Énoncé 1: Recopiez fidèlement le passage de l'extrait commençant par "Genèse 21.3 –" et allant jusqu'à "signifie il a ri.".
Énoncé 2:
Répondez aux questions suivantes d'après l'extrait.
(a) Selon l'extrait, à quel personnage Rabelais fait-il dire que le rire est le propre de l'homme ?
(b) Qu'a fait Abraham devant l'Éternel après avoir ri ?
(c) Que signifie le nom Isaac ?
#### Extrait ####
Genèse 21.3 – 22.4
Chapitre 21
Introduction
Rabelais, un poète du 16e siècle, fait dire à Gargantua que Rire est le propre de l’homme. Sans doute puisque cette saine activité assume plusieurs fonctions dans la vie : l’embarras, la nervosité, la joie bien sûre, mais aussi le trop-plein émotionnel ou les deux à la fois. Lorsque Dieu avait annoncé à Abraham qu’il aurait un fils de Sara qui était stérile depuis toujours, dans son grand étonnement il avait ri de joie et s’était prosterné devant l’Éternel. D’ailleurs, Isaac signifie il a ri.
#### Données fournies ####
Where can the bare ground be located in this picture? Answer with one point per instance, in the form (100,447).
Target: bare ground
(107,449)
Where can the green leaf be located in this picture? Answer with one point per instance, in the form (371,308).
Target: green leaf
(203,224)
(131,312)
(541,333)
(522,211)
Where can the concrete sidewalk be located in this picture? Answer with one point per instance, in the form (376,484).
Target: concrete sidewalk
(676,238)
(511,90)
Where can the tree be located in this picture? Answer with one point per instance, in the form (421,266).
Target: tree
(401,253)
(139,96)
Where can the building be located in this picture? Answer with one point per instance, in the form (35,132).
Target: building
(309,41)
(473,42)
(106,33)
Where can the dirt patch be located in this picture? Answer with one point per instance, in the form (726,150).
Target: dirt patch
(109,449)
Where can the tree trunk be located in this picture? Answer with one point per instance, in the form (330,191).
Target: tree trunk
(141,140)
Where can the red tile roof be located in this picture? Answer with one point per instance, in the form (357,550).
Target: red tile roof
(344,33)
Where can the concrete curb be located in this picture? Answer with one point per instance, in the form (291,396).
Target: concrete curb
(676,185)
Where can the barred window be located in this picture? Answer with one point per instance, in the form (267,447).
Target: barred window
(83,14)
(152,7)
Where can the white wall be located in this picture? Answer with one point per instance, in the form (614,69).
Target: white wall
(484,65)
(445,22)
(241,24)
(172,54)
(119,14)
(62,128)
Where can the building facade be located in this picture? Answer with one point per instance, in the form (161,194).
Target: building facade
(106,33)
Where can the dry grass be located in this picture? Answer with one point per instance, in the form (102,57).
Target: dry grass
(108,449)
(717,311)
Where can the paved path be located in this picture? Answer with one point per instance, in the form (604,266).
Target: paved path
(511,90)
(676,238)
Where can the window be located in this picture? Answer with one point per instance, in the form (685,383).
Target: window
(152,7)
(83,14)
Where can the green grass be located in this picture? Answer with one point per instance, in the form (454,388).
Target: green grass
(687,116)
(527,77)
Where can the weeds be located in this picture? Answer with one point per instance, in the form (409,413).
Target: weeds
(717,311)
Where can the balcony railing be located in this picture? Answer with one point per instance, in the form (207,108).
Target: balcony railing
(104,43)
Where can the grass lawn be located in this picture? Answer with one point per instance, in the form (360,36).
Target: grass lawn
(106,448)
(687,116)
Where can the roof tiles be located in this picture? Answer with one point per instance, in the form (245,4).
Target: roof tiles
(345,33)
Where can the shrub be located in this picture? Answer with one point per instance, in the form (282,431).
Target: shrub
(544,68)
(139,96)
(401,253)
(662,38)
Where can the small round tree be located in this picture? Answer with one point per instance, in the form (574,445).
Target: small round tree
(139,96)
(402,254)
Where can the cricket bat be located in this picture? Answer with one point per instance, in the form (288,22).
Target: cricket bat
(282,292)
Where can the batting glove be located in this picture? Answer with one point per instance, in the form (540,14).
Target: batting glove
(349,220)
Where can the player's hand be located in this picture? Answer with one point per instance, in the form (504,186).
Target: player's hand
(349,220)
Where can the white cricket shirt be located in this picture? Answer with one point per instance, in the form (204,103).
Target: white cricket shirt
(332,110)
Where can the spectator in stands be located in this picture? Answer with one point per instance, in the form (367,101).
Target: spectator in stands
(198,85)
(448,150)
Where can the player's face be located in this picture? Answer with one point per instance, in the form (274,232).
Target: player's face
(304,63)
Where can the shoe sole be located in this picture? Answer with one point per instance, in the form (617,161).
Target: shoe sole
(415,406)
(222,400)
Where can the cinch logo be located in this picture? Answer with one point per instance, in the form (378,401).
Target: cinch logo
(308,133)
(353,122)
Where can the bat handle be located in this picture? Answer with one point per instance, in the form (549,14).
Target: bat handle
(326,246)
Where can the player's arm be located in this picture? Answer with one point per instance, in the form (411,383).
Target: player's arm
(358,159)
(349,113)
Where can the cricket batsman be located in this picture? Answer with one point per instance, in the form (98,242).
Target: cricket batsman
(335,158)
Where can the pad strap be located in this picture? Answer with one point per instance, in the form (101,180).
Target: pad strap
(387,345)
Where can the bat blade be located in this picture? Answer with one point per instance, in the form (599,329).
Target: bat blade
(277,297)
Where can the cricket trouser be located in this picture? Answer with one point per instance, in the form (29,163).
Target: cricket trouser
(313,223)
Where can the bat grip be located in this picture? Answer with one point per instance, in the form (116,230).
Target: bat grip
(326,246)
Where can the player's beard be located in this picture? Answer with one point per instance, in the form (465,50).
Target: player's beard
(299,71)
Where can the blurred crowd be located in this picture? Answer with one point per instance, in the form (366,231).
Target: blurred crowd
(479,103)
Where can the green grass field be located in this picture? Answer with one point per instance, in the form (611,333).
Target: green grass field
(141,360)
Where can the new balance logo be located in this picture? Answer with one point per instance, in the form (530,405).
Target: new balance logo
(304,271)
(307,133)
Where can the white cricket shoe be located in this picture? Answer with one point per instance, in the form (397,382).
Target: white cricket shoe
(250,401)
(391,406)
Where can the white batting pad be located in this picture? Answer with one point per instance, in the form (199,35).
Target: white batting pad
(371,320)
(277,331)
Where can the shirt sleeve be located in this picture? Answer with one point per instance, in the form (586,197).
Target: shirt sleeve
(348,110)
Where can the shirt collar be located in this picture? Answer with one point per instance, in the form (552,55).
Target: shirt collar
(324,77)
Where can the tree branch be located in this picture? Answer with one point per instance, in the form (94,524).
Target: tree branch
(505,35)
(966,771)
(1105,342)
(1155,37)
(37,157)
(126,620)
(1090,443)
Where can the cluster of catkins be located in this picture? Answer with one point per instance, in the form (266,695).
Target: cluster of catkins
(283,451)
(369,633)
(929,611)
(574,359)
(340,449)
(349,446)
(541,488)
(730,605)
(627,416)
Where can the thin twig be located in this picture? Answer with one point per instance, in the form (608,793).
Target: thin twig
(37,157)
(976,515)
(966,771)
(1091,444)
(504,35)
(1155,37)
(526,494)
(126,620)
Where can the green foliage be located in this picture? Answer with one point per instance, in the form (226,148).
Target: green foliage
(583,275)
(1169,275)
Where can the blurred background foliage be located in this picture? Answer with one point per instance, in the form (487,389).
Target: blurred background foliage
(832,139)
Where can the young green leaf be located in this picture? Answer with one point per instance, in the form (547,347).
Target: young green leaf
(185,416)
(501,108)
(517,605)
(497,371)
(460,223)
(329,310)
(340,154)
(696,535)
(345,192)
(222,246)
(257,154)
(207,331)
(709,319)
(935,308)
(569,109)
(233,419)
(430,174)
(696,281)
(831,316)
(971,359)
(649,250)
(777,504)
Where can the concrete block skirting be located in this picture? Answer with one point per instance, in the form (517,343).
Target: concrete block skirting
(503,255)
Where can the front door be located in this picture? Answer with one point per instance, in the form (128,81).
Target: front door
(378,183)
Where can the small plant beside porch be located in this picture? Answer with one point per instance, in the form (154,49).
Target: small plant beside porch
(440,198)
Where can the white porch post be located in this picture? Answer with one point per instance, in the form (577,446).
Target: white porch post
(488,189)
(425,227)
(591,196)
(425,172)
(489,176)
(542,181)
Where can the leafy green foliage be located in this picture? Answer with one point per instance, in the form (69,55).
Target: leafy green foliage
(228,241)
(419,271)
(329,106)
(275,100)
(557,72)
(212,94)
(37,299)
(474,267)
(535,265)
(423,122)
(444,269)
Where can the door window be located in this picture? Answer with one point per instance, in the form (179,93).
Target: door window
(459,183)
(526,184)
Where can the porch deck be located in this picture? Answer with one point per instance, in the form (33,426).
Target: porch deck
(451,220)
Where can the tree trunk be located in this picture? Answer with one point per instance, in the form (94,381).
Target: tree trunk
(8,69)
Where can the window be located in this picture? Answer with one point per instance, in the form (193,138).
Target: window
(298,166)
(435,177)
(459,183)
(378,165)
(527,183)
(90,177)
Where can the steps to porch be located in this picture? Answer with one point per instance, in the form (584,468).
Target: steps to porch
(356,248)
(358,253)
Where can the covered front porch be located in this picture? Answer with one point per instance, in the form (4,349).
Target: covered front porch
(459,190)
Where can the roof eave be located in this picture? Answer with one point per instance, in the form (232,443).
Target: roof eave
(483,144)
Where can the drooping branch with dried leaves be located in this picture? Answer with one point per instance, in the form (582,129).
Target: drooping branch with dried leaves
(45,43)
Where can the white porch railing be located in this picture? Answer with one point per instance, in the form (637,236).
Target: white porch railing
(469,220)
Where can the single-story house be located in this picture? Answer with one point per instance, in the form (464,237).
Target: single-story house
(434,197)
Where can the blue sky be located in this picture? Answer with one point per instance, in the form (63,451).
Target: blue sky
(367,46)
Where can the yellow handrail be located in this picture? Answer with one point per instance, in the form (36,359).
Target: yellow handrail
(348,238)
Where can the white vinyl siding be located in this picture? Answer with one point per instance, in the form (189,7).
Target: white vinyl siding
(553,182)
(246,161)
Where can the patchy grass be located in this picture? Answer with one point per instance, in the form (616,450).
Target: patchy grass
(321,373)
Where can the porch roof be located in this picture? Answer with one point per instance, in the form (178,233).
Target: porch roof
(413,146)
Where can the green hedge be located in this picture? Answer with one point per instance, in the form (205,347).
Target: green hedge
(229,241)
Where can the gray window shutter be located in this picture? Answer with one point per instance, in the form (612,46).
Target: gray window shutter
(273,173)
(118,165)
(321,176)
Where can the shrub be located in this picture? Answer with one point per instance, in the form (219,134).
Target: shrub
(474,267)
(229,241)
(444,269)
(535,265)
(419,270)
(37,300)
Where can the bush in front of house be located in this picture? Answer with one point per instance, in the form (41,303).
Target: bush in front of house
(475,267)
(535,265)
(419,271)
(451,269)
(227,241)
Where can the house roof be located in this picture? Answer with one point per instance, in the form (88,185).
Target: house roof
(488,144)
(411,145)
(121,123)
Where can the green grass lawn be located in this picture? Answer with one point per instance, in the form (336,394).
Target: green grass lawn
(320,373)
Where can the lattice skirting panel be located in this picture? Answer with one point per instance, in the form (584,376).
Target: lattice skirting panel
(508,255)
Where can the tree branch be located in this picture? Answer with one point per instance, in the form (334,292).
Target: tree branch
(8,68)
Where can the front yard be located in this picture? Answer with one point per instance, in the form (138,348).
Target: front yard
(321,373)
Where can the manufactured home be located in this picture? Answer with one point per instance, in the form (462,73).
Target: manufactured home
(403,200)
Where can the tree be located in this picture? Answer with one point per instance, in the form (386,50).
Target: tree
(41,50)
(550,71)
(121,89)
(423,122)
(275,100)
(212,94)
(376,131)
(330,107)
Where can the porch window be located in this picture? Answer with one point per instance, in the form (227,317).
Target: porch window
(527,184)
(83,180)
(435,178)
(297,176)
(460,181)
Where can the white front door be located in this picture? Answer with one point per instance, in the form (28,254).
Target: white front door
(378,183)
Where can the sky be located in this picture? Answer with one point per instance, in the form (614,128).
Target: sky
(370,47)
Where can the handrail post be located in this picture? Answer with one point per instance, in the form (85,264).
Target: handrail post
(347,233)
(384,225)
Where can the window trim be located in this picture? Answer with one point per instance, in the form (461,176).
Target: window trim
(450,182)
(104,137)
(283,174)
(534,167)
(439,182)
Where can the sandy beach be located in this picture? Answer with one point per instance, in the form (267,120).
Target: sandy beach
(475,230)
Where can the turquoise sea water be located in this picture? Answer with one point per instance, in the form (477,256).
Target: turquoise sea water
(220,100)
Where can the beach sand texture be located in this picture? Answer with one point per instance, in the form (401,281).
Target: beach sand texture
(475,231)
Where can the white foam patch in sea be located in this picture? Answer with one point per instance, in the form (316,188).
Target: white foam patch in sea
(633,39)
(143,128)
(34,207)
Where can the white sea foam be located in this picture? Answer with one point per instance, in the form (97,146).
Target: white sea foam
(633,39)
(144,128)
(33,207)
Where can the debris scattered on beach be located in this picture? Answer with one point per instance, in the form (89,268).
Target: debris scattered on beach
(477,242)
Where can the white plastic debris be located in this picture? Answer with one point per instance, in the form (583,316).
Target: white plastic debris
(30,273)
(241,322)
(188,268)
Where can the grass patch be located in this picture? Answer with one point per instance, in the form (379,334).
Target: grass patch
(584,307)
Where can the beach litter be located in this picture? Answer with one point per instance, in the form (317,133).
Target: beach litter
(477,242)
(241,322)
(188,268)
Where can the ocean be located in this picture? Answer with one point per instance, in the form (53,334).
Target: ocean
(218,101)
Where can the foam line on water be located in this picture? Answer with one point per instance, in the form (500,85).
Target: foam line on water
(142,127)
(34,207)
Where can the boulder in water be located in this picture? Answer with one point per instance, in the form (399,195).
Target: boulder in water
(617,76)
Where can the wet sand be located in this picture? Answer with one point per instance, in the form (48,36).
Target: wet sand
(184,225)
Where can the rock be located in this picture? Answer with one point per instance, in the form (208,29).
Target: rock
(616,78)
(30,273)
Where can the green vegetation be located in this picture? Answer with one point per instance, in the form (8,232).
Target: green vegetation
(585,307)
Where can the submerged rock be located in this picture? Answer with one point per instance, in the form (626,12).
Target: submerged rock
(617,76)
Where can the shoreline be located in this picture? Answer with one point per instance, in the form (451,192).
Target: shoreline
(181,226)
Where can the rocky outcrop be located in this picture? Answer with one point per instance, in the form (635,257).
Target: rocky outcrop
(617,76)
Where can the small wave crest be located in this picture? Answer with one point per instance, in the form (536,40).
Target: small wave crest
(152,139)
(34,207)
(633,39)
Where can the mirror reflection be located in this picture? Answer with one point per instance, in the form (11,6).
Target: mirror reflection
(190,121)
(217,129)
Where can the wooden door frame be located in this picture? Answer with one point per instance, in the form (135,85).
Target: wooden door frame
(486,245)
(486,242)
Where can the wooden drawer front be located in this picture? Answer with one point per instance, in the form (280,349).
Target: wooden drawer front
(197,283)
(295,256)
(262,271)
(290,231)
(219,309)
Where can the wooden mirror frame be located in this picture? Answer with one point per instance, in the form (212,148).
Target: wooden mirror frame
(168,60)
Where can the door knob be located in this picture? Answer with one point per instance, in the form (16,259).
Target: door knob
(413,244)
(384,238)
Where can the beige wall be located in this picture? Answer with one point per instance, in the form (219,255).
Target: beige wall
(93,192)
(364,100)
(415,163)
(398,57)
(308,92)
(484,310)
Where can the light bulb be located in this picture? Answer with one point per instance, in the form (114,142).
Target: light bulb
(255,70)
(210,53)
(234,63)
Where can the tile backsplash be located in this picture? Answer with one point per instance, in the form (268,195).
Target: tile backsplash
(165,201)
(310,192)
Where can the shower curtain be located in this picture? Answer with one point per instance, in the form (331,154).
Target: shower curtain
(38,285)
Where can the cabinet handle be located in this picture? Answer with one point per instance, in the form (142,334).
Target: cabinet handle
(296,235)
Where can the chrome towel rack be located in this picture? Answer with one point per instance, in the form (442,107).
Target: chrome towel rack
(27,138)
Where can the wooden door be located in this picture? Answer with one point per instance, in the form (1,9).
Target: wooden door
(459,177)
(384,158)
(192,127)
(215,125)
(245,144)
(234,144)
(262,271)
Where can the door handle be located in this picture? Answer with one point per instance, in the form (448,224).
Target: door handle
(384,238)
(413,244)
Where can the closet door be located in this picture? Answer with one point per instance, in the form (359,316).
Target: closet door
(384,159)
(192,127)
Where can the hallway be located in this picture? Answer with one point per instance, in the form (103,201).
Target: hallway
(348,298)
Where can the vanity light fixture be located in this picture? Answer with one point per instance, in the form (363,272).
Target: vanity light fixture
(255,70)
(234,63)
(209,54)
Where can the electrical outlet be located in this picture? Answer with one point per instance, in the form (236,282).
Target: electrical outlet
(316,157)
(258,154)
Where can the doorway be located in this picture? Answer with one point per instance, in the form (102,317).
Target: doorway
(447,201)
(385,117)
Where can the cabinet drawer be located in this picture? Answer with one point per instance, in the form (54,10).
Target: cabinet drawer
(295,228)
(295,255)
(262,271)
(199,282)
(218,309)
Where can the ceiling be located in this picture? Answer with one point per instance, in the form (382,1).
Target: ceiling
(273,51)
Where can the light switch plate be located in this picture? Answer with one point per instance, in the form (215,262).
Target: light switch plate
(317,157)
####
Réponse attendue 1:
Genèse 21.3 – 22.4
Chapitre 21
Introduction
Rabelais, un poète du 16e siècle, fait dire à Gargantua que Rire est le propre de l’homme. Sans doute puisque cette saine activité assume plusieurs fonctions dans la vie : l’embarras, la nervosité, la joie bien sûre, mais aussi le trop-plein émotionnel ou les deux à la fois. Lorsque Dieu avait annoncé à Abraham qu’il aurait un fils de Sara qui était stérile depuis toujours, dans son grand étonnement il avait ri de joie et s’était prosterné devant l’Éternel. D’ailleurs, Isaac signifie il a ri.

Réponse attendue 2:
(a) À Gargantua.
(b) Il s'est prosterné.
(c) Il signifie « il a ri ».